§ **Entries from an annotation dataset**
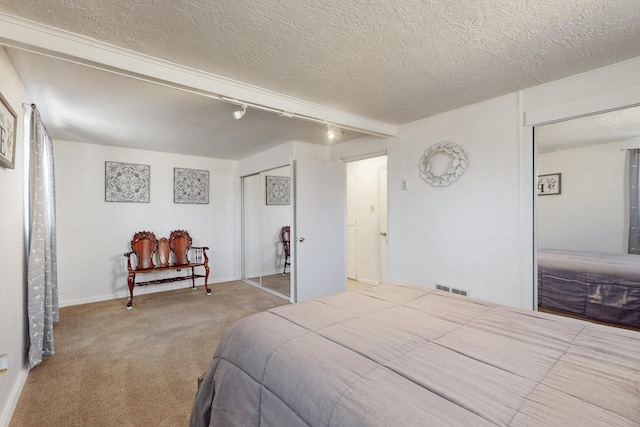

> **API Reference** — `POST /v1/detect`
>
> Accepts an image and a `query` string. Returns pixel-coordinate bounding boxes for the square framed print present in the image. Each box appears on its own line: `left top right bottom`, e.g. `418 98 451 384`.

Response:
538 173 562 196
104 161 151 203
173 168 209 205
266 175 290 205
0 93 18 169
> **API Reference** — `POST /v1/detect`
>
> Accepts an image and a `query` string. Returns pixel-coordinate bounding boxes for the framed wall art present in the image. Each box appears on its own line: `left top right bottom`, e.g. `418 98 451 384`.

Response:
104 161 151 203
266 175 290 205
0 93 18 169
173 168 209 205
538 173 562 196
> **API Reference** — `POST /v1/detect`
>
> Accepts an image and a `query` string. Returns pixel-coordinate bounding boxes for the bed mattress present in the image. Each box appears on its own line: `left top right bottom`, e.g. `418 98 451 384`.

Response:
538 249 640 328
191 285 640 427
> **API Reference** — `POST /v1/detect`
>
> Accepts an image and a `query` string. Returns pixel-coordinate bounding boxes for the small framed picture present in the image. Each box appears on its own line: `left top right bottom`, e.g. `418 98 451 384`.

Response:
538 173 562 196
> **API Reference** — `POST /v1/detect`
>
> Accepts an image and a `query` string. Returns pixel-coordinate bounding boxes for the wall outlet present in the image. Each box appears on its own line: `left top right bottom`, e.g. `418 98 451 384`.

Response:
0 354 9 374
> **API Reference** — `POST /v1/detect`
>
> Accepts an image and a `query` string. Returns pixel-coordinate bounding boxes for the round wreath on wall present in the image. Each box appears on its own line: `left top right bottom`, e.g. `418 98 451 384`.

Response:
420 141 469 187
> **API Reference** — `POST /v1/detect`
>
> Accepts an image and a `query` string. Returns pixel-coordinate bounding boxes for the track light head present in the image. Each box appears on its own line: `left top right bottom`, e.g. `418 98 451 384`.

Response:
327 124 338 141
233 105 247 120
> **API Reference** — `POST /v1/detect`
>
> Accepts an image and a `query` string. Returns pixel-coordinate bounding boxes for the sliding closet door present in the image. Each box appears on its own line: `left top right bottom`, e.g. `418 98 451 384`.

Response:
294 160 347 302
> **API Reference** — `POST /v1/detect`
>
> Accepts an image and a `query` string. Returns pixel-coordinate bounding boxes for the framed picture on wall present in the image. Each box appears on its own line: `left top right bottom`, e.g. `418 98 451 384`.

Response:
538 173 562 196
266 175 290 205
104 161 151 203
0 93 18 169
173 168 209 205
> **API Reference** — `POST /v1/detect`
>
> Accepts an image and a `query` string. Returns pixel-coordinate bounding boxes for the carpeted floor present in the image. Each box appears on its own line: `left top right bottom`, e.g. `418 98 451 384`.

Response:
262 273 291 296
10 282 287 427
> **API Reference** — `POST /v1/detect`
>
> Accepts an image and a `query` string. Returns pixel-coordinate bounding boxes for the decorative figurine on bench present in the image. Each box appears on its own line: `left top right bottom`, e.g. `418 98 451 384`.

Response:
124 230 211 309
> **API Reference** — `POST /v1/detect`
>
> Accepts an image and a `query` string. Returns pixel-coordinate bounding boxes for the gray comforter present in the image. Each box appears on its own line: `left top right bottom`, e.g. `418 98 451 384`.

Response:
538 249 640 328
191 285 640 427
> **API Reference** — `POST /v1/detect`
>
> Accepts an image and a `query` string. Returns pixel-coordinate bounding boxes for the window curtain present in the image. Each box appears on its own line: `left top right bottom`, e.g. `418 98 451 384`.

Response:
629 148 640 254
24 105 59 369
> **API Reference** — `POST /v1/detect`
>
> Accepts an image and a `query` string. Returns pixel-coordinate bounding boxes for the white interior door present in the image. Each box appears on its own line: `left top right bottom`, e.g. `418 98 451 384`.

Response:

§ **What needs to be done**
All the lines above are to be reproduced exactly, except the pictures.

§ **Complete answer**
> **API Reference** — `POST /v1/detect`
>
> Accepts an image and a `query` string. Returns pixel-coordinate bounding boxes for the square framed print present in the image. Each box appears on its own line: `left top right bottom`, e.g. `418 98 451 384`.

Response:
538 173 562 196
104 161 151 203
173 168 209 205
266 175 290 205
0 93 18 169
> **API Reference** — `POST /v1/detect`
>
> Accepts an image and a `query` string. Returns pixel-coordinate bounding boxes for the framed wall art present in the image. Each box appears on its own line: `left top right bottom`, e.g. `418 98 451 384`.

Response:
104 161 151 203
266 175 290 205
0 93 18 169
173 168 209 205
538 173 562 196
> **API Reference** — `POST /v1/detect`
>
> Accepts an image and a `query` string. Returns pixel-coordinate bounding boxes for the bed mattress present in the image. Each box appears on its own line: `left top right bottom`, e.g. `418 98 451 384`.

Response:
538 249 640 328
191 285 640 427
> **API Reference** — `POST /v1/detect`
>
> Accepts an image and a `query` string. Returns pixel-coordinate bounding boxes for the small framed picture present in the image. Each box appears on its own line: `left top right bottom`, e.g. `418 98 451 384`.

Response:
538 173 562 196
> **API Reference** — `POST /v1/detect`
>
> Accepts an image and a `query` string. Returns pixel-coordinate bounding boxes for the wall outlet present in the image. Each box appears on its own line: `left top right bottom`, e.g. `418 98 451 384`.

Response:
0 354 9 374
> **API Reference** — `POST /v1/detect`
>
> Accepts an image and a `query` string. Returns pixel-coordinate bounding boxes for the round wreath on wall present in the image. Each box appears on its own line: `left top right bottom`, e.g. `418 98 451 384`.

Response:
420 141 469 187
> **API Reference** — `POST /v1/detect`
>
> Accepts an image and a `query` string. Returns pixel-coordinate bounding boxes for the track light head present in the image. Each box appears on its own line: `left top right bottom`, e.g. `418 98 451 384`.

Response:
327 124 338 141
233 105 247 120
> **API Reference** — `POST /v1/detect`
>
> Accepts an image and a `query` string. Returns pixel-coordinate bounding boxes for the sliding closet door present in the image. Each box appears on its own line: `left top right bottom`, e.g. `418 98 451 384`.

Response:
294 160 347 302
> **API Reference** — `POST /v1/detect`
>
> Accepts an image and a `query` string. Returns pixel-coordinate bounding boxes for the framed picture on wall present in the image. Each box appears on its own line: `left top right bottom`, e.g. `418 98 451 384`.

Response:
538 173 562 196
266 175 290 205
104 161 151 203
0 93 18 169
173 168 209 205
> **API Reference** — `POST /v1/detect`
>
> Accepts an image and a `query` string. Returns pixel-coordinate bounding boxes for the carpeted floor present in the image. Each box appears on its own line: `left top right bottom`, e.g. `418 98 451 384`.

Response:
262 273 291 296
10 282 287 427
> **API Reference** — `POST /v1/detect`
>
> Accepts an image and a `query` string. Returns pixel-coordinate bounding boxes for the decorative figurine on bench present in the image. Each box appears on its own line: `left top right bottom`, e.g. `418 98 451 384`.

Response:
124 230 211 309
> **API Reference** — `POST /v1/detect`
>
> Accepts an image and a `query` string. Returns pixel-coordinate bounding boxes for the gray comforter present in the image. Each box appears on its own line: `left top right bottom`, e.g. `418 98 451 384`.

Response:
538 249 640 328
191 285 640 427
> **API Reference** — `POST /v1/detect`
>
> Accepts an image and a `query` string. Returns pixel-coordinate bounding boxes for the window curtain present in the image. Each box appears on its own line: `left top right bottom`, e.g. `418 98 451 384`.

Response:
629 148 640 254
24 105 59 369
> **API Reference** — `POST /v1/detect`
>
> Accepts an image and a `query` string. Returns pixel-coordinate bounding boxes for the white interior door present in the image. Each box appears on its own line: `left top right bottom`, e.g. `418 98 451 384`.

Response:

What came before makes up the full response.